When toponyms (names of villages, towns or cities) are used in our dataset, they commonly denote the birthplace or the place of death. Location names are occasionally (4%) used in connection with the deceased’s line of work. Note that, on tombstones of different cultures, toponyms can also be used to indicate the origin of settlers or social identity, as displayed on Taiwanese tombstones (Streiter et al., 2010b; Streiter et al., 2008). Besides the name of a village or town, further information is sometimes given for non-local places or ambiguous place names, such as the region, province or country. Many tombstone descriptions contain location names. In our dataset, we find an average of one mentioned location per tombstone, but if a location name is found on a stone, it is usually more than one (in 70% of the cases).

Interpreting toponyms raises the challenge of grounding; in other words, of mapping to a location in the real world (Leidner, 2008; Kew et al., 2019). Names are sometimes abbreviated, or are written following a non-standard or old-fashioned spelling, and this can make them hard to interpret (Table 3). An additional problem is that many names for locations are ambiguous with respect to their reference in the real world. Villages that go by the same name are widespread in the Netherlands (some examples from our dataset are Den Oever, Erica, Hoorn, Langelo, Nes, Niekerk, Noordwolde, Oostwold, Spijk, Siegerswoude, Westerlee, Winsum, Zevenhuizen and Zuidwolde) or can be used in other countries (Kampen, Oostburg, Roden, Zutphen). Another type of referential ambiguity is caused by cities, municipalities or provinces that share the same name (Groningen, Grootegast, Vries).

* **RECORDS**
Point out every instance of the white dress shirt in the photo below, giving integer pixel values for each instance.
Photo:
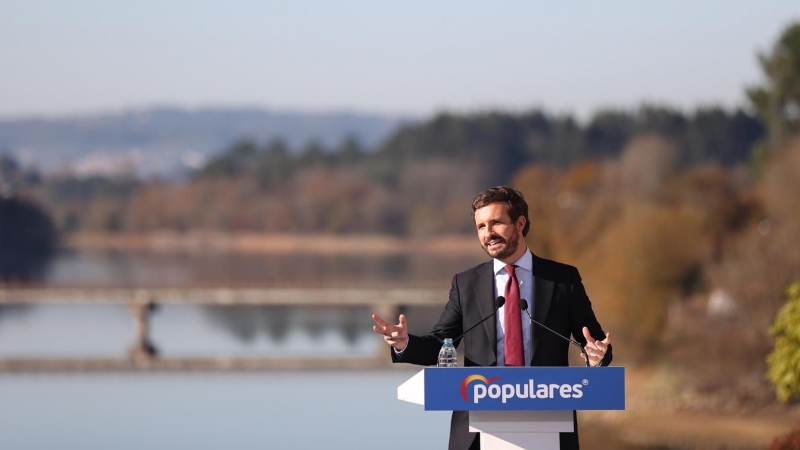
(524, 273)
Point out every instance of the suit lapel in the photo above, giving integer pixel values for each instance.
(484, 294)
(542, 296)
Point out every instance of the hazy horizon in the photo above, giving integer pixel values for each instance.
(414, 59)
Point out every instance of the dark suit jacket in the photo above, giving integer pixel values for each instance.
(559, 302)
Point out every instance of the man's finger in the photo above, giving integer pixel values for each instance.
(589, 338)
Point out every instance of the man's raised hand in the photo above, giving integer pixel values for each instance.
(394, 335)
(595, 348)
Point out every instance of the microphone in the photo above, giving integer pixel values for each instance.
(523, 305)
(499, 302)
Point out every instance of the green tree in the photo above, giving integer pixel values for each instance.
(783, 364)
(777, 101)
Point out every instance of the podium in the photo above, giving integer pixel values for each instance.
(517, 407)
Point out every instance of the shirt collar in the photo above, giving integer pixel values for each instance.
(524, 262)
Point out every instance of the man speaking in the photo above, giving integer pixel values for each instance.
(553, 290)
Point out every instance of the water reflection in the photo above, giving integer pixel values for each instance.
(276, 322)
(112, 268)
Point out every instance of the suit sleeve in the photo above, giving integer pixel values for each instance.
(424, 350)
(582, 315)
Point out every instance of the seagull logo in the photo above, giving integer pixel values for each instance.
(472, 378)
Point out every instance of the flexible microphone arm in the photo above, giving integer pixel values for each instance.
(498, 303)
(523, 305)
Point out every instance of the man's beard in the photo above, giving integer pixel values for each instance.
(510, 247)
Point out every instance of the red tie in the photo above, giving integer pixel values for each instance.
(515, 352)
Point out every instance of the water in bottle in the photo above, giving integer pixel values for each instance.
(447, 355)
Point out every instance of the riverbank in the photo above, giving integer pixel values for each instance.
(259, 243)
(655, 417)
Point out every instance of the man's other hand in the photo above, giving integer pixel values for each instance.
(394, 335)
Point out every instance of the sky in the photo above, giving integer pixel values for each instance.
(401, 58)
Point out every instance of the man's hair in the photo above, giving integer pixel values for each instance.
(512, 198)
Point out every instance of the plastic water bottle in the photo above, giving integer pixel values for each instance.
(447, 355)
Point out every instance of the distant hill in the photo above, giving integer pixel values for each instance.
(166, 142)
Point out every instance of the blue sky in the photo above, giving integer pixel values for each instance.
(410, 57)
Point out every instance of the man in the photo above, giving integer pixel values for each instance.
(557, 300)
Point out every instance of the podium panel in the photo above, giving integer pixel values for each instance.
(524, 388)
(517, 407)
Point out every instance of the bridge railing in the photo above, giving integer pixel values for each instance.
(142, 355)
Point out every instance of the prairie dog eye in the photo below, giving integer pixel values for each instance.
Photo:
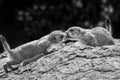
(71, 30)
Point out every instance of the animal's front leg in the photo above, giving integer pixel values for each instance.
(25, 62)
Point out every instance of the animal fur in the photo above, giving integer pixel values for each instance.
(30, 51)
(97, 36)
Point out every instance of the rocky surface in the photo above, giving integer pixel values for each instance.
(71, 62)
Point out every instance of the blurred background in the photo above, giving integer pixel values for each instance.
(25, 20)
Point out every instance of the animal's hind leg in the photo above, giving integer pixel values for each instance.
(25, 62)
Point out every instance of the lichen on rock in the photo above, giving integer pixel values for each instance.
(72, 62)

* **WRITTEN PROBLEM**
Reproduce verbatim the portion of the tombstone toponym text starting with "When toponyms (names" and going on through "of the cases).".

* **OUTPUT FOR THIS EXERCISE**
When toponyms (names of villages, towns or cities) are used in our dataset, they commonly denote the birthplace or the place of death. Location names are occasionally (4%) used in connection with the deceased’s line of work. Note that, on tombstones of different cultures, toponyms can also be used to indicate the origin of settlers or social identity, as displayed on Taiwanese tombstones (Streiter et al., 2010b; Streiter et al., 2008). Besides the name of a village or town, further information is sometimes given for non-local places or ambiguous place names, such as the region, province or country. Many tombstone descriptions contain location names. In our dataset, we find an average of one mentioned location per tombstone, but if a location name is found on a stone, it is usually more than one (in 70% of the cases).